Our Planet

A number of human rights and sustainability issues exist which relate to the chocolate market. These issues include child slavery which is prevalent in West African cocoa growing countries, cocoa industry lags in adopting fair trade and deforestation from palm oil production.  
Cocoa and child slavery

Child working on Ivory Coast cocoa plantation

The first allegations that child slavery is used in cocoa production appeared in 1998. In late 2000 a BBC documentary reported the use of enslaved children in West African cocoa production. Other media followed by reporting widespread child slavery and child trafficking in cocoa production. Child labour was growing in some West African countries in 2008-09 when it was estimated that 819,921 children worked on cocoa farms in Ivory Coast alone; by 2013-14 the number grew to 1,303,009. During the same period in Ghana, the estimated number of children working on cocoa farms was 957,398 children.
The cocoa industry was accused of profiting from child slavery and trafficking. The Harkin–Engel Protocol is an effort to end these practices. It was signed and witnessed by the heads of eight major chocolate companies, US Senators Tom Harkin and Herb Kohl, US Representative Eliot Engel, the Ivory Coast ambassador, the Director of the International Program on the Elimination of Child Labor and others. It has, however, been criticised by some groups, including the International Labor Rights Forum, as an industry initiative which falls short.
As of 2017, approximately 2.1 million children in Ghana and Côte d'Ivoire were involved in harvesting cocoa, carrying heavy loads, clearing forests and being exposed to pesticides. According to Sona Ebai, the former Secretary General of the Alliance of Cocoa Producing Countries: ‘I think child labor cannot be just the responsibility of industry to solve. I think it's the proverbial all-hands-on-deck: government, civil society, the private sector. And there, you really need leadership.’
Reported in 2018, a three-year pilot program conducted by Nestlé with 26,000 farmers mostly located in Côte d'Ivoire, observed a 51 per cent decrease in the number of children doing hazardous jobs in cocoa farming. The US Department of Labor formed the Child Labor Cocoa Coordinating Group as a public-private partnership with the governments of Ghana and Côte d'Ivoire to address child labour practices in the cocoa industry.

● Listed records
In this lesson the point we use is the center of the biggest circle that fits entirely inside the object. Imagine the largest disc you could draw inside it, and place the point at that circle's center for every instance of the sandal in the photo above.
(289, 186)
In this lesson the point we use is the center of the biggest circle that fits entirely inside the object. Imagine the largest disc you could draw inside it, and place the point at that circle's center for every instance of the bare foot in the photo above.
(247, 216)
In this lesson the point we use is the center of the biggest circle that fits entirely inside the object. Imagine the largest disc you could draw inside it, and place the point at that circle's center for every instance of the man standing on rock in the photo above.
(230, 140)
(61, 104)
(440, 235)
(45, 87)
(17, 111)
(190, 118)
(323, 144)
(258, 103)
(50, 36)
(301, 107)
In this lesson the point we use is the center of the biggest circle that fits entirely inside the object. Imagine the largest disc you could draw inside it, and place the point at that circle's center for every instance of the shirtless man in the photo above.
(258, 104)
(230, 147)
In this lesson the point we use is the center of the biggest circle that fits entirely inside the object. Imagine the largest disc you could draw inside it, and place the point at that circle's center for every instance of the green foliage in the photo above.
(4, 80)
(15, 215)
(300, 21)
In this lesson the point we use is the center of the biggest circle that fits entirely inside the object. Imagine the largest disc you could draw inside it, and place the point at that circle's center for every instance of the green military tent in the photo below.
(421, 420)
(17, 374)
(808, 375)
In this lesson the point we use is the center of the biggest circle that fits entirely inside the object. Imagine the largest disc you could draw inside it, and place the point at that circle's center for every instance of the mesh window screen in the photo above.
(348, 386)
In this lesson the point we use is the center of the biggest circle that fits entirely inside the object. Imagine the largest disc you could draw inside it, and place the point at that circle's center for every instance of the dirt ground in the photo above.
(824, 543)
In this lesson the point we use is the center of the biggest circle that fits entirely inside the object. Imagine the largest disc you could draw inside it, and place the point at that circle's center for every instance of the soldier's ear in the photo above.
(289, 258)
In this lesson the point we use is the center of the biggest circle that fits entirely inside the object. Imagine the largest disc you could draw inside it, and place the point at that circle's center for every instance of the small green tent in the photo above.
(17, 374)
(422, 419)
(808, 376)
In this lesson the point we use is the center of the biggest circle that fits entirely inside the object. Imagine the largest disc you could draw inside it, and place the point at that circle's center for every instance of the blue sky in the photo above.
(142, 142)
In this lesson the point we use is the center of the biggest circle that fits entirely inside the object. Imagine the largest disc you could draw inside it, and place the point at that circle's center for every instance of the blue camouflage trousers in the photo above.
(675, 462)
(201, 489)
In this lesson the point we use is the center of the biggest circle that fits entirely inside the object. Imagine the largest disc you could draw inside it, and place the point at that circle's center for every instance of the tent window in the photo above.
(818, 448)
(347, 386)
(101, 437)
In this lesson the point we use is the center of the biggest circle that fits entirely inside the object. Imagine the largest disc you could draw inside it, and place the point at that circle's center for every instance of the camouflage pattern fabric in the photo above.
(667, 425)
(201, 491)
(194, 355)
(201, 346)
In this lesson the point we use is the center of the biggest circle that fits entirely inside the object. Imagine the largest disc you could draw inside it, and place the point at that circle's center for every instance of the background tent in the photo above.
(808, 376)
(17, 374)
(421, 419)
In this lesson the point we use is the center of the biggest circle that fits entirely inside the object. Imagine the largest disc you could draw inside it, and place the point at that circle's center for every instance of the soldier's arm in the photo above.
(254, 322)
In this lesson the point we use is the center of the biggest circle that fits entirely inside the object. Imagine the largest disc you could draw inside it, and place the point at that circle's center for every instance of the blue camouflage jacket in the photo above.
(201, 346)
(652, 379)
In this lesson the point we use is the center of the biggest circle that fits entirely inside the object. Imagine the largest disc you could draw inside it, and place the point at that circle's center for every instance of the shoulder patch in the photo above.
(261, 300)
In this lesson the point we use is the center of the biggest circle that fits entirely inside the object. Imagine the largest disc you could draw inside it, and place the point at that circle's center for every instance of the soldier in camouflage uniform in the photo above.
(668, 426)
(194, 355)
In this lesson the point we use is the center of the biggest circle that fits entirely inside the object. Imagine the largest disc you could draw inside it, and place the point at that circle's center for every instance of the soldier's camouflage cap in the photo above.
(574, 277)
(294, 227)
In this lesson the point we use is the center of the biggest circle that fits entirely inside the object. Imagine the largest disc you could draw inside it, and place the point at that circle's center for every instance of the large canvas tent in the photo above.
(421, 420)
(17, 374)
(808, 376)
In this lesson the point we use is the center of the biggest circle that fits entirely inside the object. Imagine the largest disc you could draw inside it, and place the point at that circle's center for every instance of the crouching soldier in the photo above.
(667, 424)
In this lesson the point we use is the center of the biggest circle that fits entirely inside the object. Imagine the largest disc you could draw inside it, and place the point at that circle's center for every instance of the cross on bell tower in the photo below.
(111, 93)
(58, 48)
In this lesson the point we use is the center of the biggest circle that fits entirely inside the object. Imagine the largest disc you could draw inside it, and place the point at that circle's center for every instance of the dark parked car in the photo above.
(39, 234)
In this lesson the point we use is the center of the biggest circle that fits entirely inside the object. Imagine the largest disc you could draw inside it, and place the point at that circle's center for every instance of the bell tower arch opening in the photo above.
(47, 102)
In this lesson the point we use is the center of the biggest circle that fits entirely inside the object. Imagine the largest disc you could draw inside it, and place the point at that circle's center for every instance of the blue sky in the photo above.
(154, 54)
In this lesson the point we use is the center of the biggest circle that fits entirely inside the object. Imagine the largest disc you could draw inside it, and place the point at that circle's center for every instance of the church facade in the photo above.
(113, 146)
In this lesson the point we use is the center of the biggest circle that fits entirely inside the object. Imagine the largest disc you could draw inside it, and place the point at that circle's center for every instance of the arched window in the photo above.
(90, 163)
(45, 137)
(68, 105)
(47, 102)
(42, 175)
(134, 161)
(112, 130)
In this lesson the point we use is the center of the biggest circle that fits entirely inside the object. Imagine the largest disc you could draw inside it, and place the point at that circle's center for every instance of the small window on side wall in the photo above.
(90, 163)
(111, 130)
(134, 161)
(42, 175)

● Direction 1
Summarize the text on cocoa and child slavery in two sentences.
● Direction 2
According to the text on cocoa and child slavery, in what year did the first allegations of child slavery in cocoa production appear?
● Direction 3
List every activity that the text on cocoa and child slavery says children in Ghana and Côte d'Ivoire were involved in as of 2017.

● Task output 1
Child slavery and child labor have been reported in West African cocoa production since 1998, and the estimated number of children working on cocoa farms in Ivory Coast grew from 819,921 in 2008-09 to 1,303,009 by 2013-14. Responses include the Harkin–Engel Protocol, which some groups criticized as falling short, a Nestlé pilot program that saw a 51 per cent decrease in children doing hazardous cocoa work, and a US Department of Labor partnership with the governments of Ghana and Côte d'Ivoire.

● Task output 2
1998

● Task output 3
- Harvesting cocoa
- Carrying heavy loads
- Clearing forests
- Being exposed to pesticides